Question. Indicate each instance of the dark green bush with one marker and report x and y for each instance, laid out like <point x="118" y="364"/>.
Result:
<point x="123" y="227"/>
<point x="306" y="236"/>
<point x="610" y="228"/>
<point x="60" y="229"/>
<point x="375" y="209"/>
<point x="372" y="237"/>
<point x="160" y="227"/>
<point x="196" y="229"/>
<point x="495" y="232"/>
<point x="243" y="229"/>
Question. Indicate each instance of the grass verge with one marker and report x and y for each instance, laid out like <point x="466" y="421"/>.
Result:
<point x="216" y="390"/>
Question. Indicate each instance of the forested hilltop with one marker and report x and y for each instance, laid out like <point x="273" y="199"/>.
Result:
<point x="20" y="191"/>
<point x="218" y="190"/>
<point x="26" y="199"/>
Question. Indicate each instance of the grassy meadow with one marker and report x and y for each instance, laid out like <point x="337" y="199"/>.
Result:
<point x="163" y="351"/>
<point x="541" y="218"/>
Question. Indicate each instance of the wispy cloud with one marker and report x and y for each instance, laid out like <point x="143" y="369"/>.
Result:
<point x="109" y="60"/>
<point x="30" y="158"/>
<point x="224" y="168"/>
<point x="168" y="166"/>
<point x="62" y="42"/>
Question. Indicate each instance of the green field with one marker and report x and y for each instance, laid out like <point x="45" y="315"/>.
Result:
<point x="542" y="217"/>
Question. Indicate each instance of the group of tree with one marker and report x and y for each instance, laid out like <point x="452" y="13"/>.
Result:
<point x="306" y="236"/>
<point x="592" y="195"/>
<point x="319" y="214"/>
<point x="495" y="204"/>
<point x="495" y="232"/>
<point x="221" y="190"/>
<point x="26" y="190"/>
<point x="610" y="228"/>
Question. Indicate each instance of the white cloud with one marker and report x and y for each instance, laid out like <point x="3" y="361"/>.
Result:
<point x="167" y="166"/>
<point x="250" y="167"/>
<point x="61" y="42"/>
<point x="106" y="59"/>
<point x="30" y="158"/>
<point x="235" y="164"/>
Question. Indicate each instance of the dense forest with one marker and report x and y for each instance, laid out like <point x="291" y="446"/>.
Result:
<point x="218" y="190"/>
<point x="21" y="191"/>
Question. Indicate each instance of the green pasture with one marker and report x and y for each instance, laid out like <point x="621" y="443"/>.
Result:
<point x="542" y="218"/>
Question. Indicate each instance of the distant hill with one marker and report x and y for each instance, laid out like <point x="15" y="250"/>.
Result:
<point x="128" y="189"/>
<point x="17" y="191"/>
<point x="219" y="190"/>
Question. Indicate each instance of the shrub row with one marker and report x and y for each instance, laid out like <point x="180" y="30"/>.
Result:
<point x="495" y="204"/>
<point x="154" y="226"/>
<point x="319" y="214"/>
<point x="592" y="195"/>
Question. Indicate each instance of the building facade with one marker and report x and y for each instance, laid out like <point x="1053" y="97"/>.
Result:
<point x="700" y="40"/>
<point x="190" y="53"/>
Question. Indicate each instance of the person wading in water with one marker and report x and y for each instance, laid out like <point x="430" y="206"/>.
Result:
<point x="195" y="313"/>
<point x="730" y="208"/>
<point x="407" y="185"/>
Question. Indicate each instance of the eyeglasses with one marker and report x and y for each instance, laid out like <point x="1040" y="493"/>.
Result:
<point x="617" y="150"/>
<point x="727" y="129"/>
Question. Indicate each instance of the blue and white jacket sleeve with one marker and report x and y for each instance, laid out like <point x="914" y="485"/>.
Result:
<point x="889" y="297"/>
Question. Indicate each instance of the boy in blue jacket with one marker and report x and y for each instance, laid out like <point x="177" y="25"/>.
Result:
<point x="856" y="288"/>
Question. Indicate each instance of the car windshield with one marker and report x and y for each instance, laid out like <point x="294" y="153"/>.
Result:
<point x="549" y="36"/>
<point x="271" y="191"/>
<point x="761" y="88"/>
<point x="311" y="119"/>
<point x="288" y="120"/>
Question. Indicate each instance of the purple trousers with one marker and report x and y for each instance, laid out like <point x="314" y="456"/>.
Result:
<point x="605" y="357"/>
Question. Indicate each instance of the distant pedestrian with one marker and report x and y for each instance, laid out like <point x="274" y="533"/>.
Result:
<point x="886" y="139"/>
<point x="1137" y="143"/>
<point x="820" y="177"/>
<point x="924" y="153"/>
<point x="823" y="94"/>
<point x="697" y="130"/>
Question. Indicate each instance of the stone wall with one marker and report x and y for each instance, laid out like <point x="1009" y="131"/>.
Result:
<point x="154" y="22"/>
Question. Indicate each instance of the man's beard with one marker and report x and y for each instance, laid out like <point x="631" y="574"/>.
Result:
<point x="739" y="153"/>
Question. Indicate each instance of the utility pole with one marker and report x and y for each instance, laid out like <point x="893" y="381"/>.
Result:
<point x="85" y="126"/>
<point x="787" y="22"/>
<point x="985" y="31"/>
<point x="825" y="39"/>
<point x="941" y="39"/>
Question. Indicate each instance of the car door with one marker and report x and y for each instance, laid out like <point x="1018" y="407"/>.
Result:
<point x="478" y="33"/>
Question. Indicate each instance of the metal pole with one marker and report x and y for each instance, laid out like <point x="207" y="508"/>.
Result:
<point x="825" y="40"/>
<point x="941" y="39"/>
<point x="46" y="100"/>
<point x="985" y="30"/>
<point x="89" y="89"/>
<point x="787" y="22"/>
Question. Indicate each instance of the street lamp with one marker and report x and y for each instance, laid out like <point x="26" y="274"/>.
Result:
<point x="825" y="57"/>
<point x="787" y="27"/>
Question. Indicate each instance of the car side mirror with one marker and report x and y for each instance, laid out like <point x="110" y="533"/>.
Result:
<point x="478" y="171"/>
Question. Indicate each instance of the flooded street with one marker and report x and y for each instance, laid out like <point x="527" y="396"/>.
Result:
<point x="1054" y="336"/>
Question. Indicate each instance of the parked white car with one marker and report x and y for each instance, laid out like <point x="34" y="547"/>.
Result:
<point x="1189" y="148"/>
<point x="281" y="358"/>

### [What the task asks]
When the line with "Question. Indicate each instance of the blue" is reached in the data above, begin copying, and stop after the line with "Question. Indicate each instance of the distant pedestrian"; copy each line exactly, both ends included.

### [Response for this exercise]
Question. Indicate each instance of the blue and white jacket sleeve with one marker and report x and y for each instance, laid out like <point x="914" y="485"/>.
Result:
<point x="889" y="297"/>
Question. Indicate each instance of the boy in blue jacket with one marker and report x and y for each instance, laid out like <point x="177" y="25"/>.
Result:
<point x="856" y="288"/>
Question. Indicate each instance of the car windshield with one marker and report x and y for each instance, laid out like <point x="294" y="153"/>.
Result:
<point x="549" y="36"/>
<point x="271" y="191"/>
<point x="761" y="88"/>
<point x="311" y="119"/>
<point x="288" y="120"/>
Question. Indicate each instance of the purple trousers with one marker and report x and y for each instance, laid out like <point x="314" y="456"/>.
Result:
<point x="605" y="357"/>
Question. Indicate each instance of the distant pedestrian with one marker and report x and y for each instance, laid out like <point x="274" y="533"/>.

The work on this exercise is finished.